───── ТЕКСТ ─────

Неизвестный автор популярного в XVIII в. «Трактата о посольствах и послах», изданного в Роттердаме в 1726 г., довольно пространно рассуждает на страницах книги о сущности союзов и общественном положении послов, обосновывая тот факт, что естественное право и право народов разрешают вступать в союзы с людьми любого вероисповедания. В этом же контексте он размышляет о статусе министров союзных держав:
«Некоторые утверждают, что государь не может отказать в выдаче паспортов, не нарушив этим естественное право и право народов. Что касается меня, то мне представляется, что необходимо различать, принадлежит ли посол, испрашивающий у нас паспорта, к нашим врагам, и направляется к тем, с кем мы в настоящий момент находимся в состоянии войны, или же он послан дружественным нам государем и едет в державу союзническую и дружественную. В первом случае, на мой взгляд, отказ в выдаче паспортов никак не противоречит праву народов. <…> Но государь должен быть уж совсем дурного нрава, чтобы отказать в выдаче паспортов министрам своих друзей и союзников, которых нет ни малейшего повода опасаться или подозревать»[4].
Авторами приведенных высказываний были действующие дипломаты, писатели и публицисты, которые опирались на собственный опыт и давали в своих произведениях рекомендации, как следует поступать в предлагаемых обстоятельствах. Эти рекомендации безусловно фиксировали существовавшие в определенный момент времени нормы и практики, свидетельствуя о том, что юридически оформленного статуса у министра союзного двора к середине XVIII в. не было, тем не менее за ним признавалось неписаное право на особое положение в самых разных сферах общественной жизни – будь то судопроизводство, проезд через границу или общение с представителями двора и дипломатического корпуса.
Теперь рассмотрим на материалах дипломатической переписки не только проблему статуса и привилегий союзного министра, но и как работали механизмы союзного взаимодействия. Примером будут служить двусторонние отношения Российской империи и Австрийской монархии в 80-е годы XVIII в., имевших богатый предшествующий опыт сотрудничества в рамках разного рода коалиций и союзов.

─────

## ЗАДАНИЕ 1
Оформите в нумерованный список строки записей от строки с «Where can the flower garden» до строки с «<point>462,116</point>» включительно, пустые строки пропустите.
Текст и записи никак не связаны друг с другом.

───── ДАННЫЕ ЗАПИСИ ─────

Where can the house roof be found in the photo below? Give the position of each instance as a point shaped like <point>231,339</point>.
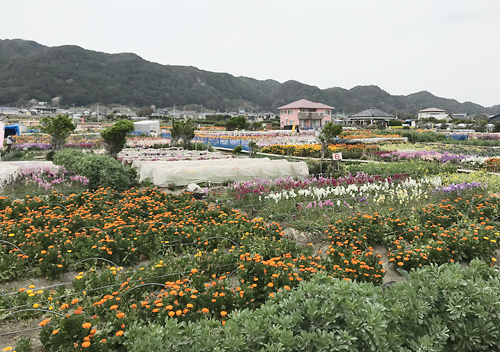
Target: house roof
<point>372,113</point>
<point>305,104</point>
<point>432,110</point>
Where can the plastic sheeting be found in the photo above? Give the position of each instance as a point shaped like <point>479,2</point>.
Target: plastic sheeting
<point>182,173</point>
<point>127,156</point>
<point>147,126</point>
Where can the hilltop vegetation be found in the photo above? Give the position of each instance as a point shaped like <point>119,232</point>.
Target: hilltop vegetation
<point>30,70</point>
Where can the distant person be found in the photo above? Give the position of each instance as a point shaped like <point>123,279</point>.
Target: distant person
<point>10,142</point>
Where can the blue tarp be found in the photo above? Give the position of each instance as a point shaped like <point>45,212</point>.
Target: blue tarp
<point>218,142</point>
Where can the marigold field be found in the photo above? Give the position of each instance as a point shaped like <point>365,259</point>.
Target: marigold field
<point>193,260</point>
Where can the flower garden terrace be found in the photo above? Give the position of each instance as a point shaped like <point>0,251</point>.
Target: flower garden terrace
<point>205,261</point>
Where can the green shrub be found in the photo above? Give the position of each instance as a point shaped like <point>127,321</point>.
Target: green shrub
<point>15,155</point>
<point>101,170</point>
<point>115,136</point>
<point>443,308</point>
<point>59,128</point>
<point>414,168</point>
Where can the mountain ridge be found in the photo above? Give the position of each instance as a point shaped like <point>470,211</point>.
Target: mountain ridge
<point>82,77</point>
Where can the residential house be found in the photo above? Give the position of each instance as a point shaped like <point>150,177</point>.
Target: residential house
<point>436,113</point>
<point>370,116</point>
<point>305,114</point>
<point>462,116</point>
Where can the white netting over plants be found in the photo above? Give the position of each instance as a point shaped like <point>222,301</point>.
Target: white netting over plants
<point>181,173</point>
<point>127,156</point>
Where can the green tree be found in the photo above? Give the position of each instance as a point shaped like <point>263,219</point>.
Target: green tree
<point>327,136</point>
<point>237,122</point>
<point>115,136</point>
<point>59,128</point>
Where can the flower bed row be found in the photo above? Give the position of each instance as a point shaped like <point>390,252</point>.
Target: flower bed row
<point>196,272</point>
<point>314,150</point>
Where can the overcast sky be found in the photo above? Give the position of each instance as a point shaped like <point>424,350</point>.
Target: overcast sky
<point>447,47</point>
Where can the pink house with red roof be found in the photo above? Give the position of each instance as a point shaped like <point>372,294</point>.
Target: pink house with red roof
<point>305,114</point>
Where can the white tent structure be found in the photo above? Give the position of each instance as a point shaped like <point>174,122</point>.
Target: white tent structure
<point>10,169</point>
<point>147,126</point>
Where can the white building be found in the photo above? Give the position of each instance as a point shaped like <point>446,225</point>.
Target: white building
<point>438,114</point>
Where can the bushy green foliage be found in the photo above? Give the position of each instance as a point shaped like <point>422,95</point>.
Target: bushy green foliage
<point>59,128</point>
<point>182,130</point>
<point>115,136</point>
<point>101,170</point>
<point>443,308</point>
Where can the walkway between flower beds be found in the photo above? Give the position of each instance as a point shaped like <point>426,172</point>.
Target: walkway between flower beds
<point>359,161</point>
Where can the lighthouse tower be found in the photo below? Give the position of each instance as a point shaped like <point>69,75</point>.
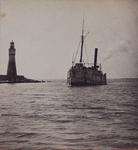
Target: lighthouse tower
<point>11,71</point>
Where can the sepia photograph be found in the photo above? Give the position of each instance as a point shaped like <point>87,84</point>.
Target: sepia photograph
<point>68,74</point>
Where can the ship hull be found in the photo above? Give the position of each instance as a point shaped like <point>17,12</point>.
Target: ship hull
<point>85,77</point>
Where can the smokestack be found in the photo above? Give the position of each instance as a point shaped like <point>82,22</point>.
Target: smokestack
<point>95,58</point>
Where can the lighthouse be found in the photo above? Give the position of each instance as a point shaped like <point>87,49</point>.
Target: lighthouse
<point>11,70</point>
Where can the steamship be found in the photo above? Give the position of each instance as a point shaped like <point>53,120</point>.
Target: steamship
<point>84,74</point>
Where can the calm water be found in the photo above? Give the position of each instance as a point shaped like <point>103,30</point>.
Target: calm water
<point>54,116</point>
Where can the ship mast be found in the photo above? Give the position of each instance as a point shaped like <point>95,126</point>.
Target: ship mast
<point>82,41</point>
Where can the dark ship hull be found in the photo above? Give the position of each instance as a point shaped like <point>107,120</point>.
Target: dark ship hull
<point>82,75</point>
<point>79,75</point>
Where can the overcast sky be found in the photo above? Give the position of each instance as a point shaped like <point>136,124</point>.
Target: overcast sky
<point>47,32</point>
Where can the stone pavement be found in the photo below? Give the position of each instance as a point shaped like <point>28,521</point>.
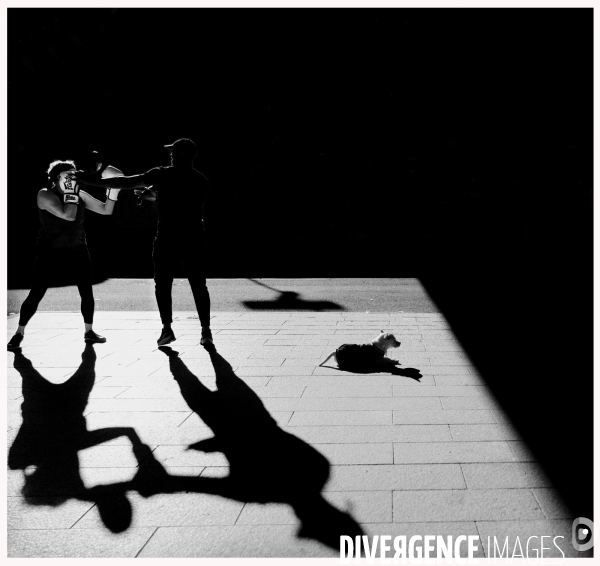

─────

## ЗАДАНИЕ 2
Напишите продолжение текста о статусе министра союзного двора, начав сразу после его последнего предложения.

## ПРАВИЛЬНЫЙ ОТВЕТ 1
1. Where can the flower garden terrace be found in the photo above? Give the position of each instance as a point shaped like <point>0,251</point>.
2. Target: flower garden terrace
3. <point>205,261</point>
4. Where can the green shrub be found in the photo above? Give the position of each instance as a point shaped like <point>127,321</point>.
5. Target: green shrub
6. <point>15,155</point>
7. <point>101,170</point>
8. <point>115,136</point>
9. <point>443,308</point>
10. <point>59,128</point>
11. <point>414,168</point>
12. Where can the mountain ridge be found in the photo above? Give the position of each instance as a point shaped like <point>470,211</point>.
13. Target: mountain ridge
14. <point>82,77</point>
15. Where can the residential house be found in the photo above? Give the position of each instance as a point shaped like <point>150,177</point>.
16. Target: residential house
17. <point>436,113</point>
18. <point>370,116</point>
19. <point>305,114</point>
20. <point>462,116</point>

## ПРАВИЛЬНЫЙ ОТВЕТ 2
Россия дважды в XVII в. присоединялась к антиосманской Священной лиге европейских держав, возглавляемой Габсбургами. В 1726 г. Россия и Австрия подписали первый полноценный союзный договор, направленный против Турции, а в 1746 г. оформили новый союз, главной функцией которого было сдерживание Пруссии. После смерти российской императрицы Елизаветы Петровны (1741‑1761 гг.) на заключительном этапе Семилетней войны (1756–1763 гг.), воцарения ее племянника Петра III, а затем и Екатерины II (1762–1796 гг.) российско-австрийский союз распался почти на двадцать лет, уступив место российско-прусскому. Так были заложены основы «северной системы» графа Н.И. Панина, руководившего Коллегией иностранных дел с 1763 по 1781 гг.
Кризис российско-австрийских отношений ярко проявился в годы Русско-турецкой войны 1768‑1774 гг., с началом которой Австрия, казалось, была готова резко изменить курс и разорвать традиционные связи, вступив в соглашение со своими недавними врагами – Пруссией и Турцией – против России. Предметом спора между Петербургом и Веной стали Дунайские княжества – Молдавия и Валахия. Фридриху II удалось примирить императорские дворы, предложив им вместо раздела Османской империи раздел Польши. После окончания войны в 1774 г. австрийским политикам было очевидно, что противостоять России в ее продвижении в Причерноморье и на Балканы не удастся. Более разумным вариантом представлялось сотрудничество. В свою очередь, Екатерина II, не сумев отстоять территориальные приобретения в Греческом архипелаге, задумалась о том, что России нужен новый союзник – более надежный и деятельный, чем Пруссия, а главное – имеющий в регионе свой интерес. Таким союзником могла стать только Австрия.
Первый шаг к сближению сделал император Священной римской империи Иосиф II (1765‑1790 гг.), являвшийся соправителем своей матери Марии Терезии (1740–1780 гг.) в наследственных землях Австрийского дома. В январе 1780 г. он предложил Екатерине II встретиться лично и, получив согласие, в апреле того же года приехал в Россию как частное лицо инкогнито под именем графа Фалькенштейна, чтобы обсудить с императрицей идею возможного союза. Знакомство монархов и возникшая между ними симпатия сделали двусторонние отношения более доверительными, и в мае 1781 г. Россия и Австрия заключили новый союзный договор и секретную статью об Османской империи.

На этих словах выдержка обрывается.